--- REQUIRED ACTIONS ---
1. Can you shorten the paragraph in the post on God's love that begins "Sadly, this attitude exists" to two sentences, keeping its main facts?
2. Could you carry the post on God's love forward from its final sentence?

══ TEXT EXCERPT

Tuesday, September 23, 2014

Kill Them All

...Kill them all!!
And remember...God is love.
- Ragmop
by Rob Walton

We say it so much that it's become a cliche.  God is love.  Yes, yes, God is love.  We say it all the time.  We say it all the time that it loses meaning or significance.  Clearly, it's lost any significance if we can advocate killing someone and proclaiming "God is love" all in one breath.

Sadly, this attitude exists.  And I'm not referring to the Crusades or wars of the Medieval Ages.  No, pastors today in sermons and on social media alternate between preaching the love of God and demanding the destruction of their "enemies" without missing a beat.  Usually their enemies take the form of anyone holding opposing religious and even (or especially) political views.

You know what?  On a human level it's completely understandable.  These enemies deserve to be stopped.  They deserve to be punished.  They deserve to be killed.  But as Christians we can't advocate such violent actions.  As Christians we have only one course of action: love.

Love when it's easy.  Love when it's hard.  Love when it hurts.  Love when it is stupid, ridiculous, reckless, and absurd to do so.  Love those who it is unfathomable to love.

════
══ PROVIDED MATERIAL

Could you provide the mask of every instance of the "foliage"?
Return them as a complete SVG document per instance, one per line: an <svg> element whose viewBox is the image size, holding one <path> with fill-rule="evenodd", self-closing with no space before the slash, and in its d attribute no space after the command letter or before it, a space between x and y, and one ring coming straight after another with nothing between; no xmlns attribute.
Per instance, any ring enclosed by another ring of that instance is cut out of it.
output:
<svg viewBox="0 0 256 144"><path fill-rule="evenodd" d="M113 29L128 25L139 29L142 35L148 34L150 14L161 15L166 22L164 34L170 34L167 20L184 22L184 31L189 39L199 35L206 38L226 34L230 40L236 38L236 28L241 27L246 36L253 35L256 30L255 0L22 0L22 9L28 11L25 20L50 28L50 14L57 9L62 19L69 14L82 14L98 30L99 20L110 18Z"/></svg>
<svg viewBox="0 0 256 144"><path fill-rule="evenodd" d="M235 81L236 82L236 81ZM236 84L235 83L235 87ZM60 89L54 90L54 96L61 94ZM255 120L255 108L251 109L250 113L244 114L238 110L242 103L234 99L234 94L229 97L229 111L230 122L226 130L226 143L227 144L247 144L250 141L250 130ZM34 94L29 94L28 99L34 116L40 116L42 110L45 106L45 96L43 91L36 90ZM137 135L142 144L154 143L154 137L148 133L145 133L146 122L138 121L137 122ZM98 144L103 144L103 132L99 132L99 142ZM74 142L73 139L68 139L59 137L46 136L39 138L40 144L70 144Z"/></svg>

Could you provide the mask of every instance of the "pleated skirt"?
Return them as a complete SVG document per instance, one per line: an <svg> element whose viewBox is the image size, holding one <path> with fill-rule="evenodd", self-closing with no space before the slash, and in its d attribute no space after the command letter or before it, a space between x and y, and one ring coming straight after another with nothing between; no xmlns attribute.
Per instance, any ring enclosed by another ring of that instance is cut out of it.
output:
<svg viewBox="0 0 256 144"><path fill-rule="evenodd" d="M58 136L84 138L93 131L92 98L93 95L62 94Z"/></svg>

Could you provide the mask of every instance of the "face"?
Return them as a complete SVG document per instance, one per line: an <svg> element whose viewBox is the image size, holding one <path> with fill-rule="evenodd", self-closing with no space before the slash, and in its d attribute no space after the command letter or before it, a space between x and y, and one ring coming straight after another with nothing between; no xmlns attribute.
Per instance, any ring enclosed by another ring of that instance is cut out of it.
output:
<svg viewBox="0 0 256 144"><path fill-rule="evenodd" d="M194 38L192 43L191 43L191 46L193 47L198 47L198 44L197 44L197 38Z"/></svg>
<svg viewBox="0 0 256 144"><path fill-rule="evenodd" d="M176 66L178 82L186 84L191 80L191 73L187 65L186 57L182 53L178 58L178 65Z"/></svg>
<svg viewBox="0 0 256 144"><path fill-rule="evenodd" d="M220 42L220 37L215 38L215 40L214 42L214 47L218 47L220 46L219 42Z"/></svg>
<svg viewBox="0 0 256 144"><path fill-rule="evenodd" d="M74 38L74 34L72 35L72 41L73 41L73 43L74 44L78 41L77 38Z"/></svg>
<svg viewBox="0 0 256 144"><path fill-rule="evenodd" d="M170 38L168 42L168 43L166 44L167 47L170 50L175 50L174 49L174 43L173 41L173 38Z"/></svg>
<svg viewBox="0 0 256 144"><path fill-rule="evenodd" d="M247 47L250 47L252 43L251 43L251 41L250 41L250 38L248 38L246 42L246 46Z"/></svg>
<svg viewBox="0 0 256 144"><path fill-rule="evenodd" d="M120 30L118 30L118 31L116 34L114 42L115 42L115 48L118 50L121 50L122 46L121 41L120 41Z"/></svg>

════

--- ANSWERS FOR THE TASKS ---
1. This attitude exists today, not only in the Crusades or medieval wars. Pastors in sermons and on social media move easily between preaching God's love and demanding the destruction of their "enemies," usually people with opposing religious or, especially, political views.

2.
"But I say to you that listen, love your enemies, do good to those who hate you, bless those who curse you, pray for those who abuse you. If anyone strikes you on the cheek, offer the other also; and from anyone who takes away your coat do not withhold even your shirt. Give to everyone who begs from you; and if anyone takes away your goods, do not ask for them again. Do to others as you would have them do to you."  - Luke 6:27-31 [NRSV]
Woah, woah, woah.  That is a little extreme, isn't it?  Following those directions sounds like a good way to get hurt.  Won't people take advantage of me if I love them that much?  These words of Jesus are just ridiculous.  They are downright silly.  Brennan Manning agreed when he wrote, "No, the love of our God isn't dignified at all, and apparently that's the way He expects our love to be.  Not only does He require that we accept his inexplicable, embarrassing kind of love; but once we've accepted it, He expects us to behave the same way with others."1

As impossibly unacceptable as this is, Jesus himself countered any objections or excuses we might respond to him with.
"If you love those who love you, what credit is that to you? For even sinners love those who love them. If you do good to those who do good to you, what credit is that to you? For even sinners do the same. If you lend to those from whom you hope to receive, what credit is that to you? Even sinners lend to sinners, to receive as much again. But love your enemies, do good, and lend, expecting nothing in return."  - Luke 6:32 - 35 [NRSV]
Manning said that this was the hallmark of a Christian.  "God calls His children to a countercultural lifestyle of forgiveness in a world that demands an eye for an eye - and worse.  But if loving God is the first commandment, and loving our neighbor proves our love for God, and if it is easy to love those who love us, then loving our enemies must be the filial badge that identifies Abba's children."2

Clearly, loving our enemies is important.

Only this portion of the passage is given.